Task requirements =
1. Repeat everything in the forum thread from "I agree about" down to "see him again.".
2. Answer these questions from the forum thread:
(a) Which book did one poster hate so much that they never continued the series?
(b) Which character does the poster in Algul Siento love seeing?
(c) What does the poster with the new avatar say they love?
3. Decide whether each statement agrees with the forum thread. Answer yes or no, and quote the deciding words.
(a) A poster says King is working on another DT book.
(b) One poster found the demise of randall/walkindude/flagg to be great.
(c) The poster with the new avatar plans to change it again soon.

Text provided =
As to Elena's comment...remember, King IS working on another DT book!


*****Possible Spoiler******
I kind of had a feeling that things were going to end the way they did. When I was telling people that I hated The Gunslinger and I never continued the series because of it, they told me to just keep reading and I would get hooked. They also told me that I could just read it at the end of the series. That kind of gave it away for me. But I didn't really hit me until Roland was actually in the tower.

You mean to provide more continuity between 4 and 5 for the movie? Maybe, but I doubt it. I think he's writing it simply because he wants or needs to be back in that world.
King likes to experiment, but I think that if the story was done and he was happy with it and had no internal pull to write more, he wouldn't. *shrug*


I never really thought the demise of randall/walkindude/flagg/ was all that great. Very anticlimactic for all of the intense drama that he did to/with Roland, not to mention his machinations in other books.

Thanks! :D
Bondama wrote: "Agreed, Becky -- Just what is your new avatar? - You were one person I thought wouldn't change!"
I know... I never really thought I would either. My old one suited me. But I like the new look. I LOVE GIR. So cute. :)
I think I'll be sticking with this one for a while. I'm starting to recognize it as me again now. LOL

This book kills me. I always end up a soggy mess after reading it. :(

I agree about Walter/Flagg. His death was not what I expected, especially for a character who is so vital in the Stephen King Universe. But, since there are other worlds than these, maybe we will see him again.
I am in Algul Siento right now and love seeing Sheemie. But having read this book before, I'm dreading pushing forward.

Jaime, I always get to about the same point and stall out due to dread too. But I'll tell you, that's one of the things that I love about King - he isn't afraid to tell the story that needs to be told or change it to make it a prettier or happier one. It is what it is, and if people die, then they die.

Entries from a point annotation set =

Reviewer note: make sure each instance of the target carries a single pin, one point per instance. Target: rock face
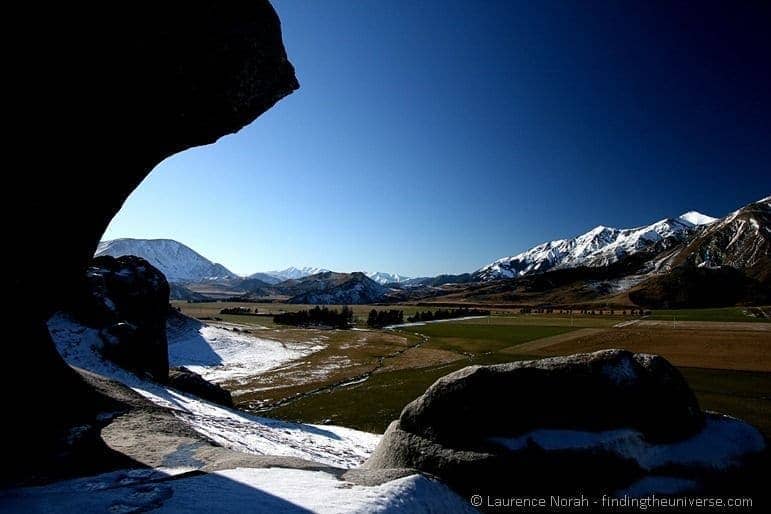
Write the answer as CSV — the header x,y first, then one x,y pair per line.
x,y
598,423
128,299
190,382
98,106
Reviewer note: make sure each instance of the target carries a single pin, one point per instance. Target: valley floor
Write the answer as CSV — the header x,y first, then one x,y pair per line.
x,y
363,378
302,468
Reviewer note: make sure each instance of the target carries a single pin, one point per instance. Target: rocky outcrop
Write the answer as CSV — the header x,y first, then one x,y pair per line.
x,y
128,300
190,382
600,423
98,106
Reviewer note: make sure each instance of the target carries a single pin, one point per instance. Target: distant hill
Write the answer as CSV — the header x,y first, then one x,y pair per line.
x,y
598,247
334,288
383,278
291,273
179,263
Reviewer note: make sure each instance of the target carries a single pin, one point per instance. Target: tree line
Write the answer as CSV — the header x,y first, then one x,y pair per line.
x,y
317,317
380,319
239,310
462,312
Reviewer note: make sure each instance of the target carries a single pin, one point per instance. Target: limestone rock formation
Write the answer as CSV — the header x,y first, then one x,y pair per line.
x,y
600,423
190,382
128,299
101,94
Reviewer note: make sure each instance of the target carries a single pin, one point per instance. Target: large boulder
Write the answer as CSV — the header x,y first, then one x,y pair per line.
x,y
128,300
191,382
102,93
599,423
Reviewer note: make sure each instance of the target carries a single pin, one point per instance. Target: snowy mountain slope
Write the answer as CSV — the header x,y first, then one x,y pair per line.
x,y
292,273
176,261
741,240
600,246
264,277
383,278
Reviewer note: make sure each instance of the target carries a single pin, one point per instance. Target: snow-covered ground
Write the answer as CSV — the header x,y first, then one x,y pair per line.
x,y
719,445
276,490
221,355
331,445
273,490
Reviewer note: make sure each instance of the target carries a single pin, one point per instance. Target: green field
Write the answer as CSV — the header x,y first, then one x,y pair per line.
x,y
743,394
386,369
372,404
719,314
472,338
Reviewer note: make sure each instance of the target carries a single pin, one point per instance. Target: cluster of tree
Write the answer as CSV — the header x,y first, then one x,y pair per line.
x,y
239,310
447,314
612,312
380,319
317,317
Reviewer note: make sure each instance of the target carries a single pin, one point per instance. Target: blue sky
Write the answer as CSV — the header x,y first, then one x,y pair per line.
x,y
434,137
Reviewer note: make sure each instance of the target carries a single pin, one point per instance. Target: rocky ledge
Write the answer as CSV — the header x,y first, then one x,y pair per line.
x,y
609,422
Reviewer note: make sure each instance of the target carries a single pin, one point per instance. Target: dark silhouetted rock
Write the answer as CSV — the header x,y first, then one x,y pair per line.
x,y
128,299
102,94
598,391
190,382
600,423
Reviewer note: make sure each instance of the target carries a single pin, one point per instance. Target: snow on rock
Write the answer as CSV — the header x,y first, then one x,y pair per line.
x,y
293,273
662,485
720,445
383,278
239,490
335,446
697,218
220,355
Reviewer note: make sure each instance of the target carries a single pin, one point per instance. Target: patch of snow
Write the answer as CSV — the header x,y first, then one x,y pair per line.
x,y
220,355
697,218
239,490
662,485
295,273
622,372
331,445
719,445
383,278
==
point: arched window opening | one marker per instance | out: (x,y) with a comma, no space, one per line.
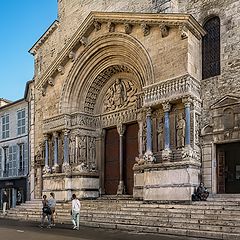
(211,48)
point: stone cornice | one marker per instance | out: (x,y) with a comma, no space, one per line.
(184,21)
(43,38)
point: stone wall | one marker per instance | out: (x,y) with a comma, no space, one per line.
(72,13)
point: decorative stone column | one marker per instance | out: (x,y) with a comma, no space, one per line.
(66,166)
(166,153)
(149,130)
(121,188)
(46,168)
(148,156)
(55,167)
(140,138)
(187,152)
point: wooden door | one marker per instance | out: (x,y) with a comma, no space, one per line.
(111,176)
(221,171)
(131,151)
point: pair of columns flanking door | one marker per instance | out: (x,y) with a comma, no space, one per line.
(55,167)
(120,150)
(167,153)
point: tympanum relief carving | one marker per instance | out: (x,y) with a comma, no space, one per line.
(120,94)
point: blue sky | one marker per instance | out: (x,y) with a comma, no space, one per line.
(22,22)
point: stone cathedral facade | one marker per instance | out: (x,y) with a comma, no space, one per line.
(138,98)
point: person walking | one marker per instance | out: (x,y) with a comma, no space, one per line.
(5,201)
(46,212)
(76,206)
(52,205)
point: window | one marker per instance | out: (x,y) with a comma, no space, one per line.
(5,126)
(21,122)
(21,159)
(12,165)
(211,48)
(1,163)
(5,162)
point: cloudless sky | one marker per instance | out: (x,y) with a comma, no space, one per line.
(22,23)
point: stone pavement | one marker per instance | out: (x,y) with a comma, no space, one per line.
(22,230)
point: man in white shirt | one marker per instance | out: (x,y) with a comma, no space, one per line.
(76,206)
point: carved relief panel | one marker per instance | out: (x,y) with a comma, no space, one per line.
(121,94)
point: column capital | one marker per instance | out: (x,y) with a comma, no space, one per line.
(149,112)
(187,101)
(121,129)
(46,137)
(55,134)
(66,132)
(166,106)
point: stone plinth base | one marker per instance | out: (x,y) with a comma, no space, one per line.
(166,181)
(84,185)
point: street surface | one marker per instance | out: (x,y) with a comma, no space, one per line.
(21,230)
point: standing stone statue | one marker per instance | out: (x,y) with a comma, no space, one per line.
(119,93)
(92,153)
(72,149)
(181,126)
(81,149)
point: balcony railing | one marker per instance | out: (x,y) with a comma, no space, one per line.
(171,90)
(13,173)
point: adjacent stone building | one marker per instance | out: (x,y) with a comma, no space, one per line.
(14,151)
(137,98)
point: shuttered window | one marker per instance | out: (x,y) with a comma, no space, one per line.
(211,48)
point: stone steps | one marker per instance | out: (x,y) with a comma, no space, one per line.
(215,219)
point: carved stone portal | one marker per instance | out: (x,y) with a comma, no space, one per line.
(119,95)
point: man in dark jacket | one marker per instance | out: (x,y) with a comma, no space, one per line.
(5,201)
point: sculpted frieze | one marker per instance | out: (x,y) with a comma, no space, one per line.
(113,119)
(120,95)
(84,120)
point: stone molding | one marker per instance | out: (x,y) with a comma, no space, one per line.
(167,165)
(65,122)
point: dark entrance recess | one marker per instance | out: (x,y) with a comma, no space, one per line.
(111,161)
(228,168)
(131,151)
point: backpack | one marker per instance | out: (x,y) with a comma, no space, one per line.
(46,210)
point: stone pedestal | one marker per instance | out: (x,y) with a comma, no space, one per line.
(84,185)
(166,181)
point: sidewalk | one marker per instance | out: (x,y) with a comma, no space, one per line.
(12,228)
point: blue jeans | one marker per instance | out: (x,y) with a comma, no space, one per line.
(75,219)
* * *
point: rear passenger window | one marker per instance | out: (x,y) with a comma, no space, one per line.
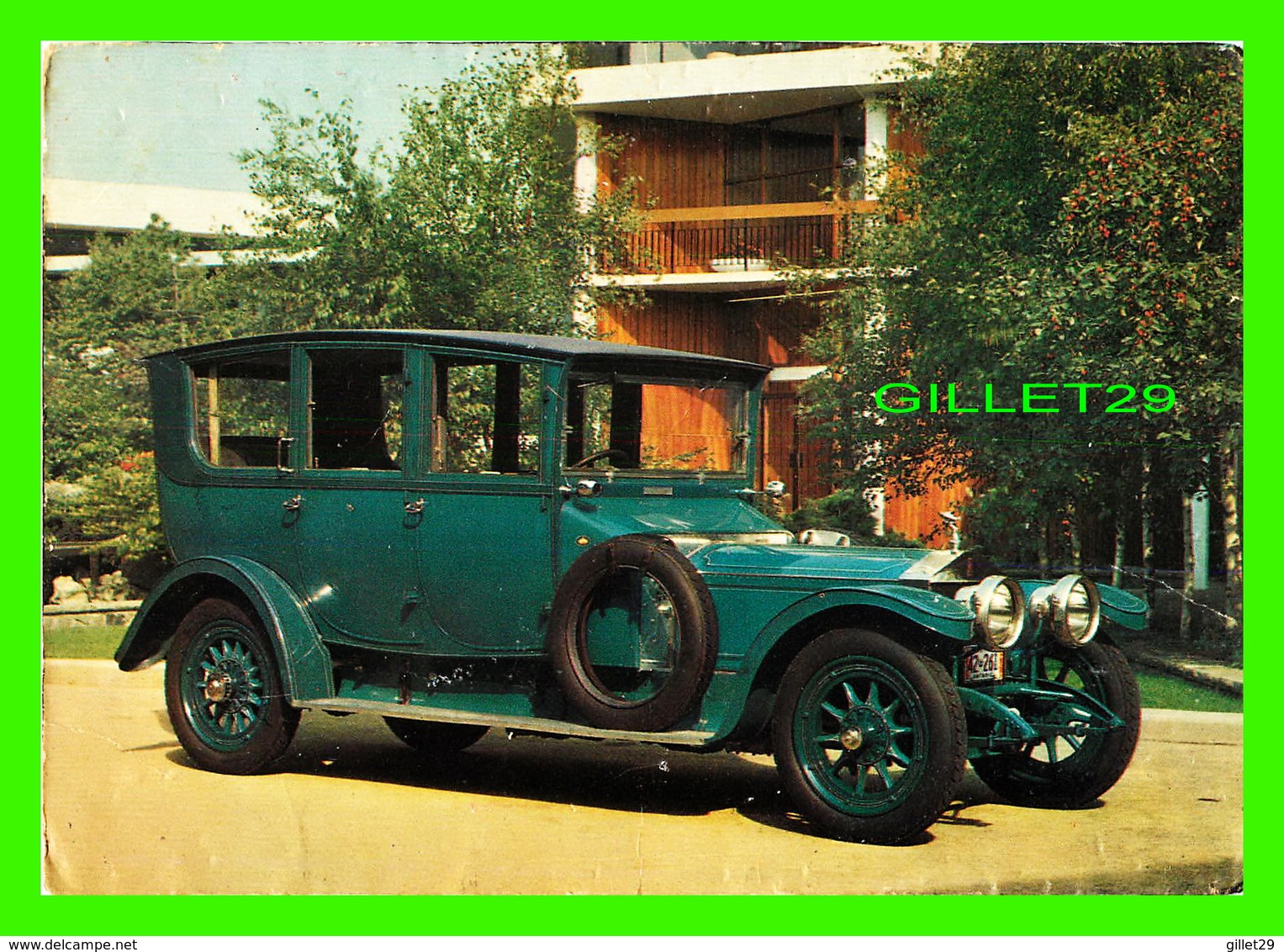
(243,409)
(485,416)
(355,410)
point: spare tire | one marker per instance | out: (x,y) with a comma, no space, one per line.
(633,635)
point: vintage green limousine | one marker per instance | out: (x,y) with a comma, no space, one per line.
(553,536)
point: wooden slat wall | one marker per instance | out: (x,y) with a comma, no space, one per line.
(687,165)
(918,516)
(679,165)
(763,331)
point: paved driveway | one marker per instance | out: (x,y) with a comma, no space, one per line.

Answers =
1.
I agree about Walter/Flagg. His death was not what I expected, especially for a character who is so vital in the Stephen King Universe. But, since there are other worlds than these, maybe we will see him again.

2.
(a) The Gunslinger
(b) Sheemie
(c) GIR

3.
(a) Yes: "remember, King IS working on another DT book!"
(b) No: "I never really thought the demise of randall/walkindude/flagg/ was all that great."
(c) No: "I think I'll be sticking with this one for a while."